## BEGIN
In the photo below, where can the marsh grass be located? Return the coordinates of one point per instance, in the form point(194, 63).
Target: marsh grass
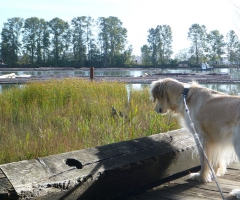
point(63, 115)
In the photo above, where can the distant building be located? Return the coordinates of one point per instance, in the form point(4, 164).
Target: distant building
point(183, 64)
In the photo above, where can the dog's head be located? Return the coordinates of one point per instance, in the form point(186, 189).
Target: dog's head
point(166, 94)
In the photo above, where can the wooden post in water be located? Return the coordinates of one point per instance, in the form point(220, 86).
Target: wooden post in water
point(91, 73)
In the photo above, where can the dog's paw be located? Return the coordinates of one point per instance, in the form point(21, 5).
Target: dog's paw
point(236, 193)
point(198, 177)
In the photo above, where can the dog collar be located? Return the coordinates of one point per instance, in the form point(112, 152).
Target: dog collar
point(185, 92)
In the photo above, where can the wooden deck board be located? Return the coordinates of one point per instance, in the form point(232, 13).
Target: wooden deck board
point(185, 189)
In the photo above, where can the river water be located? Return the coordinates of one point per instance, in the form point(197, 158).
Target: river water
point(226, 88)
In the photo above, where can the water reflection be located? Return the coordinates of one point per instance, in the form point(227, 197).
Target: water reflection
point(226, 88)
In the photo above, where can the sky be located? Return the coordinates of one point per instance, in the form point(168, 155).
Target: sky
point(137, 16)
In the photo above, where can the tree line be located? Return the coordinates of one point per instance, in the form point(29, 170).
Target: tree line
point(204, 47)
point(81, 43)
point(210, 46)
point(86, 42)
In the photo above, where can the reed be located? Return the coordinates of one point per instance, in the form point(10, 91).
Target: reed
point(57, 116)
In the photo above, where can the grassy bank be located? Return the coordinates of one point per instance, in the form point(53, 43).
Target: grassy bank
point(64, 115)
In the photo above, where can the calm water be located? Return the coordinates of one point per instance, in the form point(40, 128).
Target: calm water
point(226, 88)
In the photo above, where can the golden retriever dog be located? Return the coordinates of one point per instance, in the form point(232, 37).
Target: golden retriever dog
point(216, 118)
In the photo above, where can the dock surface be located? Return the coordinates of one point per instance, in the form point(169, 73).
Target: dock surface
point(185, 189)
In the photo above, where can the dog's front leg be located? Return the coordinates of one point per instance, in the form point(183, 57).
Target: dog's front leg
point(205, 174)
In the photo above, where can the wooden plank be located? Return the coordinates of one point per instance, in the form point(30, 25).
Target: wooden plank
point(103, 171)
point(183, 188)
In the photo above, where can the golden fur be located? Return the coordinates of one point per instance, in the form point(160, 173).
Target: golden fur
point(216, 118)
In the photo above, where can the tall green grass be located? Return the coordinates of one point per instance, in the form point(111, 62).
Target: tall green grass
point(63, 115)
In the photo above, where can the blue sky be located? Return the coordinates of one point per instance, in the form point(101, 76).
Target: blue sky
point(138, 16)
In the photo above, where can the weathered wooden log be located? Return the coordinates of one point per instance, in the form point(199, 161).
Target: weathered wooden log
point(100, 172)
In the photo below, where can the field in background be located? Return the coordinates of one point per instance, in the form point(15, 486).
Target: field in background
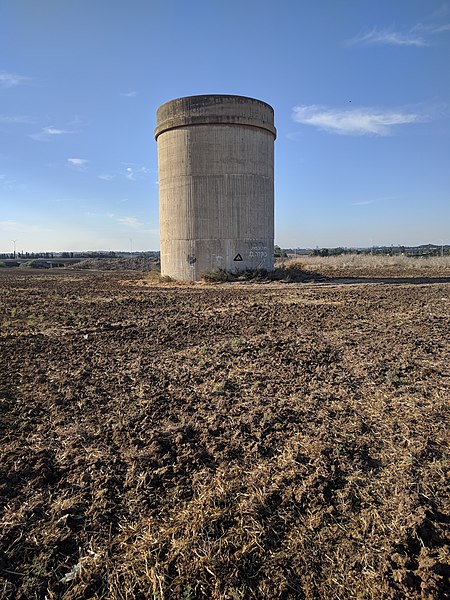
point(362, 262)
point(224, 441)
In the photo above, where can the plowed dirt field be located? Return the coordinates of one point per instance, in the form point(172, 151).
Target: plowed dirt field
point(226, 441)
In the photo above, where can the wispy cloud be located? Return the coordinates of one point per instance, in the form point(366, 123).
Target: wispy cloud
point(372, 201)
point(132, 173)
point(8, 80)
point(78, 163)
point(363, 203)
point(14, 119)
point(48, 133)
point(18, 227)
point(418, 35)
point(355, 121)
point(130, 222)
point(389, 37)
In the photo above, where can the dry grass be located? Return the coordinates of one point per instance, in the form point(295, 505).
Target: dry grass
point(243, 441)
point(363, 262)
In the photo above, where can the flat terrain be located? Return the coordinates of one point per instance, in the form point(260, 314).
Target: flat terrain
point(226, 441)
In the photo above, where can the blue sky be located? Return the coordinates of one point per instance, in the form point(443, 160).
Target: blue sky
point(360, 89)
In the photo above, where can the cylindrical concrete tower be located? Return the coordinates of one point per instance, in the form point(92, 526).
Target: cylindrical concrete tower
point(215, 172)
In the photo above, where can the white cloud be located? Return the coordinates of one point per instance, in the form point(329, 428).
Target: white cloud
point(355, 121)
point(135, 172)
point(419, 35)
point(46, 134)
point(7, 119)
point(363, 203)
point(18, 227)
point(78, 163)
point(130, 222)
point(8, 80)
point(389, 37)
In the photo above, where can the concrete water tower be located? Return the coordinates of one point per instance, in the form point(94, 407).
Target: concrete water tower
point(215, 174)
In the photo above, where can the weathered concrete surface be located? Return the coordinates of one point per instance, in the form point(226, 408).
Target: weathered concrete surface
point(215, 171)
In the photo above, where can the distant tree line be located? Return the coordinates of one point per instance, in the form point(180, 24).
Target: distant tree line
point(426, 250)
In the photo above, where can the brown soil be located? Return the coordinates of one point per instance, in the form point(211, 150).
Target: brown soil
point(223, 441)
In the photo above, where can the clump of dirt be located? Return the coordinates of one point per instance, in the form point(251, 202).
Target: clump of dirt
point(223, 441)
point(137, 263)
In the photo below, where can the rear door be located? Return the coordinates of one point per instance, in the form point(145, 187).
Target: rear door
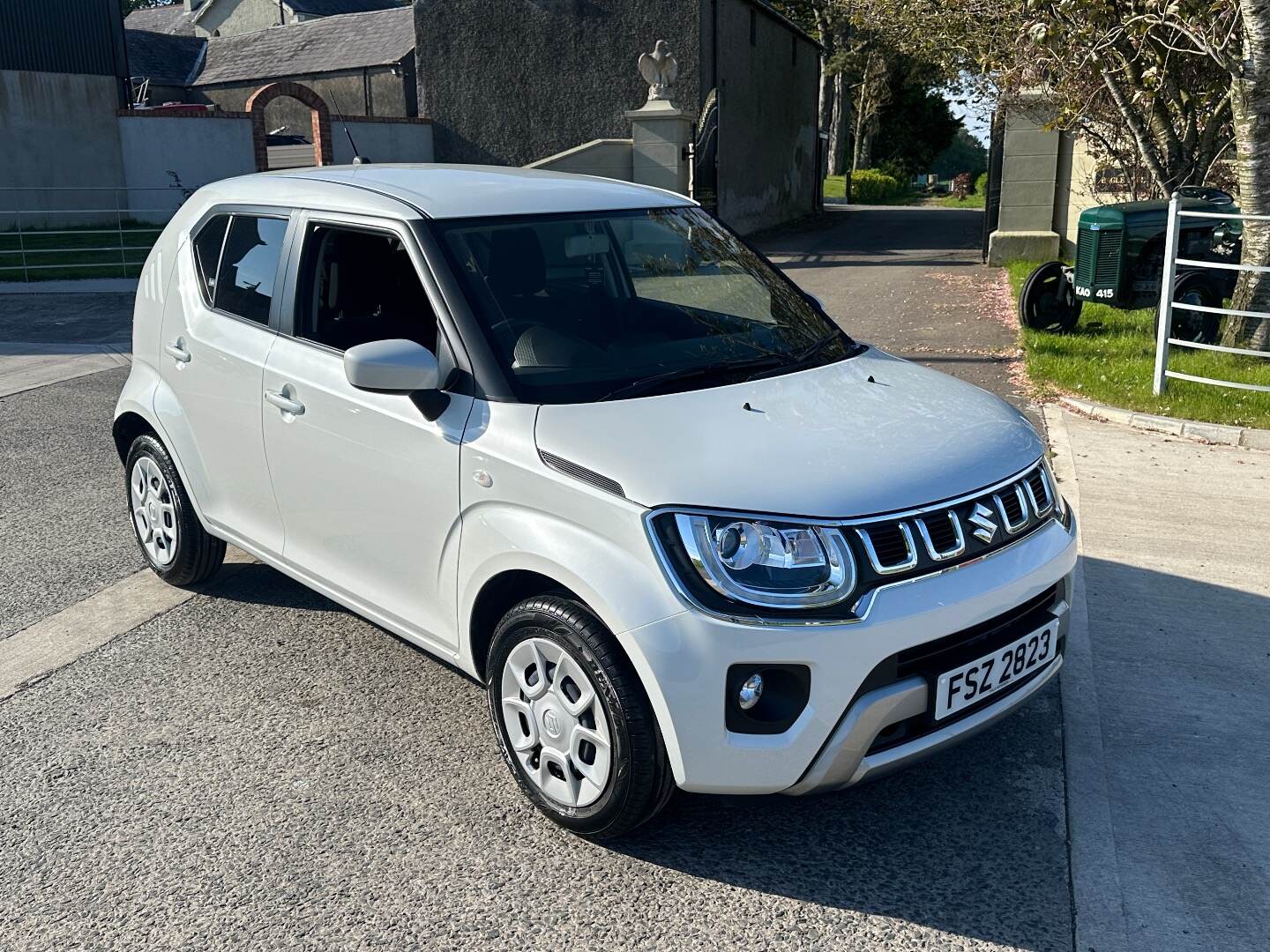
point(217, 331)
point(366, 482)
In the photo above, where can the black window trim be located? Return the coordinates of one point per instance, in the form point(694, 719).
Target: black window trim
point(254, 211)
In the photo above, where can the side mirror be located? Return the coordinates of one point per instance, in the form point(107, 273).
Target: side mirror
point(398, 365)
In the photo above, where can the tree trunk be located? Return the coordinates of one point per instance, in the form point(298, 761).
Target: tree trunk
point(1250, 103)
point(825, 111)
point(839, 127)
point(862, 156)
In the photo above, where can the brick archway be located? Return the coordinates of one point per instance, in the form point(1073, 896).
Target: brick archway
point(320, 118)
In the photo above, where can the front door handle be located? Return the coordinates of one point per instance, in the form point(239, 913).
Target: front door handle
point(283, 403)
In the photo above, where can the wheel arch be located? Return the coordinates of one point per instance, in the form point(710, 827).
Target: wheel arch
point(497, 597)
point(126, 428)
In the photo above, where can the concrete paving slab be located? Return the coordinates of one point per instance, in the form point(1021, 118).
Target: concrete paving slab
point(101, 317)
point(1175, 542)
point(26, 365)
point(64, 521)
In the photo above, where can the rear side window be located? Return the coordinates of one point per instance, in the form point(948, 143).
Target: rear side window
point(357, 286)
point(238, 258)
point(207, 254)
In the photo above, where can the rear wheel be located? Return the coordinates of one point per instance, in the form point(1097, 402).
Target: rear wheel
point(1195, 288)
point(573, 721)
point(1047, 301)
point(169, 533)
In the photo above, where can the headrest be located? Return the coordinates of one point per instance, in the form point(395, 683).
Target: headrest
point(516, 263)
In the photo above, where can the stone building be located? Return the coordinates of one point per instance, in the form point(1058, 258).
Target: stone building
point(360, 63)
point(228, 18)
point(521, 81)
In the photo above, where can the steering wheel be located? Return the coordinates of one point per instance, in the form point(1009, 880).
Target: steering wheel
point(1208, 193)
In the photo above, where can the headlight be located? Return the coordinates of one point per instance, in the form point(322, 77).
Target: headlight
point(771, 564)
point(1061, 512)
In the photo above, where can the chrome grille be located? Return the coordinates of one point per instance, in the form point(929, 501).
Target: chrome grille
point(967, 528)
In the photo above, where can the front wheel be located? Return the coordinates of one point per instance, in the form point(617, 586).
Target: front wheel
point(573, 721)
point(172, 539)
point(1047, 300)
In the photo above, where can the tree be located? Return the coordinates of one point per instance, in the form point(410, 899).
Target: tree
point(1185, 78)
point(865, 70)
point(964, 153)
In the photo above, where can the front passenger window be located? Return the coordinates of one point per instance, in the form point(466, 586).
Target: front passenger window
point(357, 286)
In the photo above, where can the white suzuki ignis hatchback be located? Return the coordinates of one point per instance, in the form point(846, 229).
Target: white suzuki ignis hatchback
point(578, 439)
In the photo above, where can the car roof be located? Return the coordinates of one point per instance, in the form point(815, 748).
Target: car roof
point(452, 190)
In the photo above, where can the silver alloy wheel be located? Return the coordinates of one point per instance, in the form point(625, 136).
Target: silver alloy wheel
point(556, 723)
point(153, 510)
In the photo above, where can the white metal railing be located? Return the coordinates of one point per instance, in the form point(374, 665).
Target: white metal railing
point(1165, 326)
point(116, 236)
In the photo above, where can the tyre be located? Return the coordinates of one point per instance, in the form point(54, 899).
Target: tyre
point(1195, 288)
point(573, 721)
point(1047, 300)
point(168, 530)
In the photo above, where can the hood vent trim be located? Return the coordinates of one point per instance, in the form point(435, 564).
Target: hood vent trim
point(582, 472)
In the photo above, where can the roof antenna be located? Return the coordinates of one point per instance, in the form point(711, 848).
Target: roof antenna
point(357, 158)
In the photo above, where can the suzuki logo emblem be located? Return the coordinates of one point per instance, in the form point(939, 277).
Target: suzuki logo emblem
point(982, 517)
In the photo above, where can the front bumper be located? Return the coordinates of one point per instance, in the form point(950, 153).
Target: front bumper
point(852, 727)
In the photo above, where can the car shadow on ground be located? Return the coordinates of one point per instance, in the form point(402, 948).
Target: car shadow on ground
point(970, 843)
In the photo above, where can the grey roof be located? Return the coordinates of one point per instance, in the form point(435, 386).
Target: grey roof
point(326, 45)
point(163, 57)
point(163, 19)
point(334, 8)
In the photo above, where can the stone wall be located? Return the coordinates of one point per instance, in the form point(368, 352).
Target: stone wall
point(374, 90)
point(512, 81)
point(57, 130)
point(197, 147)
point(768, 79)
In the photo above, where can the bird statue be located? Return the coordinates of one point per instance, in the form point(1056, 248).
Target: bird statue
point(660, 69)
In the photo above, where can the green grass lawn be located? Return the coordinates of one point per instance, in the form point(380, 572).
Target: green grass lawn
point(1110, 358)
point(65, 253)
point(975, 201)
point(836, 187)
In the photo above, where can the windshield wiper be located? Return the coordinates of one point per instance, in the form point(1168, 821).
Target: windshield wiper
point(646, 385)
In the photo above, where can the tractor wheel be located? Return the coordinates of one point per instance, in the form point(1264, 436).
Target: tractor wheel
point(1047, 301)
point(1195, 288)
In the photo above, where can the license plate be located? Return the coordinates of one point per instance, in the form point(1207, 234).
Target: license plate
point(990, 674)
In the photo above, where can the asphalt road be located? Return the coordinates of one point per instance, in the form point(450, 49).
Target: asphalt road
point(911, 280)
point(259, 768)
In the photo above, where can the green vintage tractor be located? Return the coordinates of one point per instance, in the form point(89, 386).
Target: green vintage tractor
point(1120, 262)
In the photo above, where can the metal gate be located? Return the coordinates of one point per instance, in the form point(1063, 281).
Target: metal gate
point(1165, 328)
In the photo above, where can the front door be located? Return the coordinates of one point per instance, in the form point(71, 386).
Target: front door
point(367, 485)
point(216, 335)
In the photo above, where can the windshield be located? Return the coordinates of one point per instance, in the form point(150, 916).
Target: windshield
point(611, 305)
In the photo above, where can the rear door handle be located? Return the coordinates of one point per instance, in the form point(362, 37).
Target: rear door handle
point(283, 403)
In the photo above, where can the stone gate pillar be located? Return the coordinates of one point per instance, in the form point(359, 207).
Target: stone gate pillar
point(660, 130)
point(1029, 185)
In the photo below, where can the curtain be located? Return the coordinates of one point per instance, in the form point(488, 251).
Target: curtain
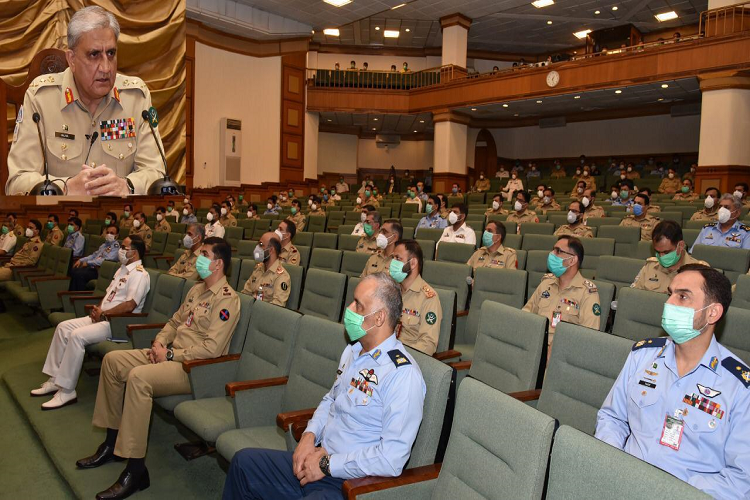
point(151, 47)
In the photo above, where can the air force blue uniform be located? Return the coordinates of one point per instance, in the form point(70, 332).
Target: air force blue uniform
point(367, 423)
point(712, 401)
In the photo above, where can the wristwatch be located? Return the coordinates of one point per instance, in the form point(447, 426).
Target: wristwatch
point(325, 465)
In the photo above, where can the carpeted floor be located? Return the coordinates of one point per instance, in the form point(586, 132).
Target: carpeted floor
point(39, 449)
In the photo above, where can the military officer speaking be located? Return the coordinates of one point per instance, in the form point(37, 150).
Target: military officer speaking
point(364, 426)
point(88, 98)
point(683, 403)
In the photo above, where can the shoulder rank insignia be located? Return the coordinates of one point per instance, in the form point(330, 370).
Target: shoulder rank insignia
point(398, 358)
point(736, 368)
point(655, 342)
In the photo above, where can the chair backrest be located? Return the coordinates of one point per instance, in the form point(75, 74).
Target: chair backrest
point(501, 457)
point(271, 335)
point(581, 466)
point(448, 275)
point(326, 259)
point(323, 294)
point(314, 363)
point(509, 346)
point(639, 314)
point(582, 368)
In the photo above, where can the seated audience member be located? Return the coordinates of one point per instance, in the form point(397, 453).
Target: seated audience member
point(286, 231)
point(710, 212)
point(432, 219)
point(563, 294)
point(575, 226)
point(680, 402)
point(200, 329)
point(521, 213)
point(640, 217)
point(86, 268)
point(671, 255)
point(371, 226)
point(422, 314)
point(727, 231)
point(458, 231)
point(269, 282)
point(191, 242)
point(390, 233)
point(75, 239)
point(125, 294)
point(493, 253)
point(347, 438)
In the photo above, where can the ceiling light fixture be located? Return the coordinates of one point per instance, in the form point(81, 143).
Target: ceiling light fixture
point(666, 16)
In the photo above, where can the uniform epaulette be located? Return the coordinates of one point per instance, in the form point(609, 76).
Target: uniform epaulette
point(655, 342)
point(738, 369)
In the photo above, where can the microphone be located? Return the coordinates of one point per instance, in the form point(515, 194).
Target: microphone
point(46, 187)
point(164, 186)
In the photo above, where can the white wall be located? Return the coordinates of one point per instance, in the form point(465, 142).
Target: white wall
point(244, 88)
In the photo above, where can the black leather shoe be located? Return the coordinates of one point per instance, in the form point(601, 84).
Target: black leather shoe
point(103, 455)
point(127, 484)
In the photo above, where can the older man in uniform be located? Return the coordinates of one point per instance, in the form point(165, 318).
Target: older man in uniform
point(125, 294)
point(29, 253)
point(671, 255)
point(192, 242)
point(575, 226)
point(87, 97)
point(347, 437)
point(270, 282)
point(681, 403)
point(563, 294)
point(390, 234)
point(200, 329)
point(422, 313)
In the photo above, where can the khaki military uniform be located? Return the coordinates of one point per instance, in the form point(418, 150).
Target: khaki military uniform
point(275, 281)
point(290, 255)
point(377, 263)
point(54, 237)
point(201, 328)
point(27, 256)
point(579, 231)
point(420, 318)
point(145, 233)
point(125, 143)
point(577, 304)
point(656, 278)
point(647, 224)
point(367, 245)
point(185, 265)
point(670, 186)
point(503, 258)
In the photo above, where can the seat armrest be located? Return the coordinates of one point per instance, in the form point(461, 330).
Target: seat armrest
point(353, 487)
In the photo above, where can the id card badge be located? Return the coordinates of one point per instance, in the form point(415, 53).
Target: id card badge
point(671, 434)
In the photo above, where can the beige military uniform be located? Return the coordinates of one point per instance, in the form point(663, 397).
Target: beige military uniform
point(125, 143)
point(275, 282)
point(656, 278)
point(577, 304)
point(503, 258)
point(54, 237)
point(420, 317)
point(670, 186)
point(201, 328)
point(145, 233)
point(579, 231)
point(367, 245)
point(647, 224)
point(377, 263)
point(185, 265)
point(27, 256)
point(290, 255)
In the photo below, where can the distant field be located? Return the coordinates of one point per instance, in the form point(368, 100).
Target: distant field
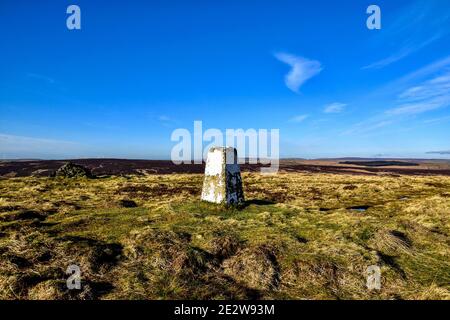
point(45, 168)
point(300, 236)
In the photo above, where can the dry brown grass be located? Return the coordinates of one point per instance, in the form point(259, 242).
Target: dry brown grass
point(300, 236)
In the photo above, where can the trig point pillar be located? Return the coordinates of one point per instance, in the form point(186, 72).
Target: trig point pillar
point(223, 183)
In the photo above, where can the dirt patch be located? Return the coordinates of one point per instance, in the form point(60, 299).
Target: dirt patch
point(127, 204)
point(256, 267)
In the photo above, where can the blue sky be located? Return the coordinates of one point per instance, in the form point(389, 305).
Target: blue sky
point(137, 70)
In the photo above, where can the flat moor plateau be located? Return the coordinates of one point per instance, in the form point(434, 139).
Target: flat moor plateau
point(139, 231)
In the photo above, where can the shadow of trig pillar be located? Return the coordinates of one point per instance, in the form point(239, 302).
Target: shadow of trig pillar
point(223, 183)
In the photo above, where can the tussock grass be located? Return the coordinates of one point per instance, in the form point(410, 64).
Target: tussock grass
point(298, 236)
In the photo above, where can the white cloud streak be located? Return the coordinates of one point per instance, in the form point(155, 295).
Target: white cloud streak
point(302, 69)
point(298, 119)
point(335, 107)
point(429, 95)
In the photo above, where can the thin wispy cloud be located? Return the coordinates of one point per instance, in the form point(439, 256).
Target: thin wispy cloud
point(437, 120)
point(164, 118)
point(302, 69)
point(299, 118)
point(417, 26)
point(439, 152)
point(402, 53)
point(427, 96)
point(335, 107)
point(41, 77)
point(28, 146)
point(367, 127)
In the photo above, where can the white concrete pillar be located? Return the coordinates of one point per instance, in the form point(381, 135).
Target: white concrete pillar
point(223, 182)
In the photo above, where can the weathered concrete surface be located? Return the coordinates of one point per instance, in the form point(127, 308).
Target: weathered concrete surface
point(223, 182)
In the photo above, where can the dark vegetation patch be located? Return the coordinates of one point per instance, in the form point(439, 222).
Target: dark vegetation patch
point(72, 170)
point(381, 163)
point(127, 203)
point(120, 167)
point(359, 208)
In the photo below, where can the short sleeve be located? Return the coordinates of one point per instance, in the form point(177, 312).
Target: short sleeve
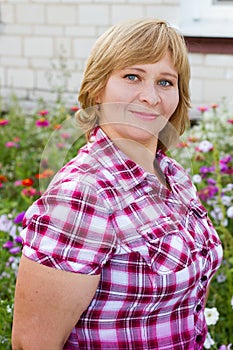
## END
### What you will do
Rescale the rows from the start up to and including the line with "point(198, 177)" by writing every line again, requests included. Multiply each answer's point coordinates by 0.8 and round them to whole numbers with halves going up, keep the numbers in the requests and their sample points unchanged, and leave the pictures out.

### Written solution
In the photo below, where can the marsh grass be located? Return the coordinates of one point per instance, in the form point(194, 63).
Target: marsh grass
point(50, 92)
In the photo above, where can the distant building be located? Return the coordinates of one point per instance, in the form point(4, 164).
Target: distant building
point(146, 51)
In the photo above, where can the dog's head be located? Return the coordinates of one point per instance, in the form point(186, 189).
Target: dog's head
point(133, 75)
In the photo above, where can the wooden post in water be located? Return the coordinates of one point per instance, in the form point(220, 86).
Target: wooden post in water
point(73, 58)
In the photo above, where can the dog's paw be located? Return the coordinates of one point per instance, in the form point(21, 5).
Target: dog's paw
point(189, 154)
point(158, 142)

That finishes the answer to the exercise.